→ REQUEST:
Please repeat the lines below without changes, starting with the line that contains "For the benchmark, mark each instance of the girl's blonde" and continuing through the final line.

Items listed in a dataset:

--------------------

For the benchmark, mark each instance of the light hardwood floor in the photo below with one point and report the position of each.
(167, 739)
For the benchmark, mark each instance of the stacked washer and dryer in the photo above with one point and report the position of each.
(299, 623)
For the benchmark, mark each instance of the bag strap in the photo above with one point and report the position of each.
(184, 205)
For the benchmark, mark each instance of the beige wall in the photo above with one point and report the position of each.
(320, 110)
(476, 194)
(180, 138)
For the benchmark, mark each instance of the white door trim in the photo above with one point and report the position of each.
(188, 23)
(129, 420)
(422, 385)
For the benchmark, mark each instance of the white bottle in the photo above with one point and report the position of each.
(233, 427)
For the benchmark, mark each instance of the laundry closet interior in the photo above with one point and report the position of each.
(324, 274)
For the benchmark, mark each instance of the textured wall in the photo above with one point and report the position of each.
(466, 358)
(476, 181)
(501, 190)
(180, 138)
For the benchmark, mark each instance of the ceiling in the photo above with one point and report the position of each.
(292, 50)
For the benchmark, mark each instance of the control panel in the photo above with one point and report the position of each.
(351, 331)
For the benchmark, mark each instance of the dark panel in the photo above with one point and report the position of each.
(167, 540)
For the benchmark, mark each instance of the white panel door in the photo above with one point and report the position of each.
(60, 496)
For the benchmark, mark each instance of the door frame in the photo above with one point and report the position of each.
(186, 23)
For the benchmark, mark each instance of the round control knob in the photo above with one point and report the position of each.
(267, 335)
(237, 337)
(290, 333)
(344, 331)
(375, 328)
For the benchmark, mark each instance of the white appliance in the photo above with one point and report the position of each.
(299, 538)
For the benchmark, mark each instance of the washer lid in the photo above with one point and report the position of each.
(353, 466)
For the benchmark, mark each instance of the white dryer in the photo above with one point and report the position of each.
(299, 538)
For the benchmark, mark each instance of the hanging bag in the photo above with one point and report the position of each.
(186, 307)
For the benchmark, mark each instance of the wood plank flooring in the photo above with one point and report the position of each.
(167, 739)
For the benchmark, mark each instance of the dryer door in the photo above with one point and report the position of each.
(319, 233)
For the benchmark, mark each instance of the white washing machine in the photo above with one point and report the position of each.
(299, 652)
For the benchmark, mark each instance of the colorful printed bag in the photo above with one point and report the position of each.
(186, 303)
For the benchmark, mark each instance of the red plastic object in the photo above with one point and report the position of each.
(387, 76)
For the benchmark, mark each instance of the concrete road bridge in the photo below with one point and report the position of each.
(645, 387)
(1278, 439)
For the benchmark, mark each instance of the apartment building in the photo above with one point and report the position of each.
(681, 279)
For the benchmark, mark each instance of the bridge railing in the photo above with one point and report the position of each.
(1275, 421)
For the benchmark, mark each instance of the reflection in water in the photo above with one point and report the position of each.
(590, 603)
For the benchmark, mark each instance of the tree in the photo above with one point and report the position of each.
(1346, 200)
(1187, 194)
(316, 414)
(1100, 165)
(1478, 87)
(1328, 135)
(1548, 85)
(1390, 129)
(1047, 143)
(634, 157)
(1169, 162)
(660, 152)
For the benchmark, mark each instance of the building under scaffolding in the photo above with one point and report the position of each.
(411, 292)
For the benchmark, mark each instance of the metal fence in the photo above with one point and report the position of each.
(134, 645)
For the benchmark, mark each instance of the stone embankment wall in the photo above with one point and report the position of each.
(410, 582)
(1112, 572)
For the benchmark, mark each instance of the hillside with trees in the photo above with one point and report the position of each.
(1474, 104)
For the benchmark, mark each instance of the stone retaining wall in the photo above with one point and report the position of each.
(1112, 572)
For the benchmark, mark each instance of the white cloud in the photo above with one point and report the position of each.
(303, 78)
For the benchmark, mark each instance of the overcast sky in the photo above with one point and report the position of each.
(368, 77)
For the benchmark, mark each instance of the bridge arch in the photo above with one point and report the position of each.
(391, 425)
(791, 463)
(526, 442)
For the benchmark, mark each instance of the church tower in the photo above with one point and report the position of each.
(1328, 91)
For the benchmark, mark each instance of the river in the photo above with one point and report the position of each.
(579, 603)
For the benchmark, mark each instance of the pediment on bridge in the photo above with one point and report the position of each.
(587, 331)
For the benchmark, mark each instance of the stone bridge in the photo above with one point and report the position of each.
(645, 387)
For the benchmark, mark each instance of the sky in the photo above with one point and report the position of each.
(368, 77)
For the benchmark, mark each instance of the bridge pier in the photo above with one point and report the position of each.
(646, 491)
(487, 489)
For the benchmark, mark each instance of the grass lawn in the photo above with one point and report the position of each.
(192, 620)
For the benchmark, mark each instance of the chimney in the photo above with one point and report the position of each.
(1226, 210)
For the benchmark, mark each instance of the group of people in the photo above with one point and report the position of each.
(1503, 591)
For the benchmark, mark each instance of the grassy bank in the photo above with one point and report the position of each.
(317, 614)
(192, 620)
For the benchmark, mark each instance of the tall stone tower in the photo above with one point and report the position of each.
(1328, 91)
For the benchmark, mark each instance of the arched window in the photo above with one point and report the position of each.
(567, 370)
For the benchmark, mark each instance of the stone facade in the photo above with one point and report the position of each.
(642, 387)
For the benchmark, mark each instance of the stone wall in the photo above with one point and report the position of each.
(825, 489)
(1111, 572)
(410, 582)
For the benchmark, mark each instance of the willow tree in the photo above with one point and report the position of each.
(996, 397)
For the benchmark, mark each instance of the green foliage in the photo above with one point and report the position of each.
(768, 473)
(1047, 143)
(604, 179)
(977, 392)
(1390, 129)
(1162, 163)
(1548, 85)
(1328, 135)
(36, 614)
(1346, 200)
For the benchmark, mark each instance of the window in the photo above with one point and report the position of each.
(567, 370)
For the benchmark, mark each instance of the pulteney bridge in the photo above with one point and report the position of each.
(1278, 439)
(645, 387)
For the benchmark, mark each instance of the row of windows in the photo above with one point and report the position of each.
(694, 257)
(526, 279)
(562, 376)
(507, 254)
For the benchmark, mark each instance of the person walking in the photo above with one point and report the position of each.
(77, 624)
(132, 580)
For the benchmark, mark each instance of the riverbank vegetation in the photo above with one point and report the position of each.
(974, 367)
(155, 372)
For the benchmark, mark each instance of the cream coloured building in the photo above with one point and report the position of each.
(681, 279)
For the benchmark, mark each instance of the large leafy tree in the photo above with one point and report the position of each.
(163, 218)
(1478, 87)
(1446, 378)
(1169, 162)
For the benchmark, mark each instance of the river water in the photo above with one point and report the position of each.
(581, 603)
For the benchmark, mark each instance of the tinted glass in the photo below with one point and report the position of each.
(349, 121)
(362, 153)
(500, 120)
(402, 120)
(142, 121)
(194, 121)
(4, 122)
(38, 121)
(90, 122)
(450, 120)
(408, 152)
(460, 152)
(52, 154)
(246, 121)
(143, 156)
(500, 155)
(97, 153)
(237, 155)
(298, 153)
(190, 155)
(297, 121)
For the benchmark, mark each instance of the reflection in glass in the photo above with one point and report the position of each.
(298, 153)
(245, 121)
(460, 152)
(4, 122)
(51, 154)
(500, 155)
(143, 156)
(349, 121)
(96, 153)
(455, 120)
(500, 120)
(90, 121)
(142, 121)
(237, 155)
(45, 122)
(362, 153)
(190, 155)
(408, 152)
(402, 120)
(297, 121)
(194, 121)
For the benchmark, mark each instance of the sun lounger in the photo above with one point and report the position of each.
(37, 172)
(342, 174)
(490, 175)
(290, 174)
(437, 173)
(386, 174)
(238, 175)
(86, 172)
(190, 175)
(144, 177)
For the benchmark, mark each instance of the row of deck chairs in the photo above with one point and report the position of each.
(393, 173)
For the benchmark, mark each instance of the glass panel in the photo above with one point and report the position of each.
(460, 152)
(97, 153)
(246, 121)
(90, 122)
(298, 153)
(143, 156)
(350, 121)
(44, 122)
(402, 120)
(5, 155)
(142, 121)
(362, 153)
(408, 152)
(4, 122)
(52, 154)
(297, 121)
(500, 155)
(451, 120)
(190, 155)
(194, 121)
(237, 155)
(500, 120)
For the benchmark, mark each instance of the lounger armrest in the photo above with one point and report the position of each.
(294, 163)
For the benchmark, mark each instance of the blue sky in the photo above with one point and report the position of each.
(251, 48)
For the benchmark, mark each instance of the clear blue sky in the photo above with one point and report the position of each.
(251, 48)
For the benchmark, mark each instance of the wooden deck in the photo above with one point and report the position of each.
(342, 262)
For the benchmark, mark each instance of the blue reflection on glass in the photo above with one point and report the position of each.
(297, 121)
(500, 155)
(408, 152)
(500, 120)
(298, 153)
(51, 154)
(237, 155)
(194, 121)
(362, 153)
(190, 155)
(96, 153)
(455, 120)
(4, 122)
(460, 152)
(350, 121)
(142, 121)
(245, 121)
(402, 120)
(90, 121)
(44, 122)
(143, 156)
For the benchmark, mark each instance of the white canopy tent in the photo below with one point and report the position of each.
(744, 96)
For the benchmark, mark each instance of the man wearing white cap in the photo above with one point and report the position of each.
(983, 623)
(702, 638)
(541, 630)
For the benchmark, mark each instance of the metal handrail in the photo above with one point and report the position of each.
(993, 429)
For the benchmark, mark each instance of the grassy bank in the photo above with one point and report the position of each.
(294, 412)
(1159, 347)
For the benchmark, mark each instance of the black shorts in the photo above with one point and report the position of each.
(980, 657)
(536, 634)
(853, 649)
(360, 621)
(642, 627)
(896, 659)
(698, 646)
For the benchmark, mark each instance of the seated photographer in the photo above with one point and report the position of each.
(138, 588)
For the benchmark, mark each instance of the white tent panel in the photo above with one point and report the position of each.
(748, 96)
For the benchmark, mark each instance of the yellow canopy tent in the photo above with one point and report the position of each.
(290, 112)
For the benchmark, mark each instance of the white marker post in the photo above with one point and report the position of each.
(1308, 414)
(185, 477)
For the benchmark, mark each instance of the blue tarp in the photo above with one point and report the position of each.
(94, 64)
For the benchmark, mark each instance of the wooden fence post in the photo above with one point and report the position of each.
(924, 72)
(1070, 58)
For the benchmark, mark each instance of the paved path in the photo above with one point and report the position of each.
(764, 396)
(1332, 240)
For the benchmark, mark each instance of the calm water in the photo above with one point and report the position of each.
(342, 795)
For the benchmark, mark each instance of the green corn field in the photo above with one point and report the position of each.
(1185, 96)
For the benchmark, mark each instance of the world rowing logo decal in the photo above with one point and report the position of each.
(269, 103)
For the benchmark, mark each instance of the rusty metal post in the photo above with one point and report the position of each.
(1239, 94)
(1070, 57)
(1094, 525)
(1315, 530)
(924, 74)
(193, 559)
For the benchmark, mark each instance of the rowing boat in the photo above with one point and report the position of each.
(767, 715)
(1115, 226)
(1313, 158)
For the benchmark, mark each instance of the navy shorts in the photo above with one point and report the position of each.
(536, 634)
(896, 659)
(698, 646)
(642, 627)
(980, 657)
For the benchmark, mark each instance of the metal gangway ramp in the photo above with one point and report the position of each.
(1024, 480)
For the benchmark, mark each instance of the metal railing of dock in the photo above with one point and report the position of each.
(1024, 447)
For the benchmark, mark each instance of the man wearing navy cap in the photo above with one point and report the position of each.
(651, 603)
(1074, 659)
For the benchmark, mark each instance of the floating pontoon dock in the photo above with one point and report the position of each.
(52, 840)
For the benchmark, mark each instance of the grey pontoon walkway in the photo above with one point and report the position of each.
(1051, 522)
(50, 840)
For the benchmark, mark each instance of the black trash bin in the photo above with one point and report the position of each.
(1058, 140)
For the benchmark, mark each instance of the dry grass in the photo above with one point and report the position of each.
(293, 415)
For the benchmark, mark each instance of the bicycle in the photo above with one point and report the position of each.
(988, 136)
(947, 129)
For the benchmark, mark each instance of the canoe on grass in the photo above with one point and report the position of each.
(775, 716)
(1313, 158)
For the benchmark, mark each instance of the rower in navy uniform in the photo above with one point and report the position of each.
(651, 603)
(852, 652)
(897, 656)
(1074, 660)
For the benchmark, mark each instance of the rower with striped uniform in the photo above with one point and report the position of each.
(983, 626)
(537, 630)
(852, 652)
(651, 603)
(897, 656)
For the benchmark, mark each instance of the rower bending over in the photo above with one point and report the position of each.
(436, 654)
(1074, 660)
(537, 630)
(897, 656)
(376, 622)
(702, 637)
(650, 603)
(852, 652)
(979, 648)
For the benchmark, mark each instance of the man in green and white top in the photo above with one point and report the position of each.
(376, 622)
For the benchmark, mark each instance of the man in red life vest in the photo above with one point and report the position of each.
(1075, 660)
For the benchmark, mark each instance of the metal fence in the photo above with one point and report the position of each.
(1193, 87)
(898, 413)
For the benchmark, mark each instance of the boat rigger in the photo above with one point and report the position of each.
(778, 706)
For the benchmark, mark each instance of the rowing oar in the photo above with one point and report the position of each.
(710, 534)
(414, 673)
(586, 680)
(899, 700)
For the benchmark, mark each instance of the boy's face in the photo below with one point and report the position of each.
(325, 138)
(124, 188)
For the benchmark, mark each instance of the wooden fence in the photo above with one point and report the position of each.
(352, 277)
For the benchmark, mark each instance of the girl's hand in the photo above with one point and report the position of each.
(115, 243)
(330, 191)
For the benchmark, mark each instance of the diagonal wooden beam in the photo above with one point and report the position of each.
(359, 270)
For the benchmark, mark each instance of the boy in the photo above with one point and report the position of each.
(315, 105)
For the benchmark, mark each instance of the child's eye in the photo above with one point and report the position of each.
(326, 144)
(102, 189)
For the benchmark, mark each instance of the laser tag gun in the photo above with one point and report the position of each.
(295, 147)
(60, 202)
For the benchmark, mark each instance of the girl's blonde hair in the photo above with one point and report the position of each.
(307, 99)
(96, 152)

--------------------

→ WRITTEN ANSWER:
For the benchmark, mark each instance of the girl's blonde hair in the photo above with one point and report the position of each.
(307, 99)
(96, 152)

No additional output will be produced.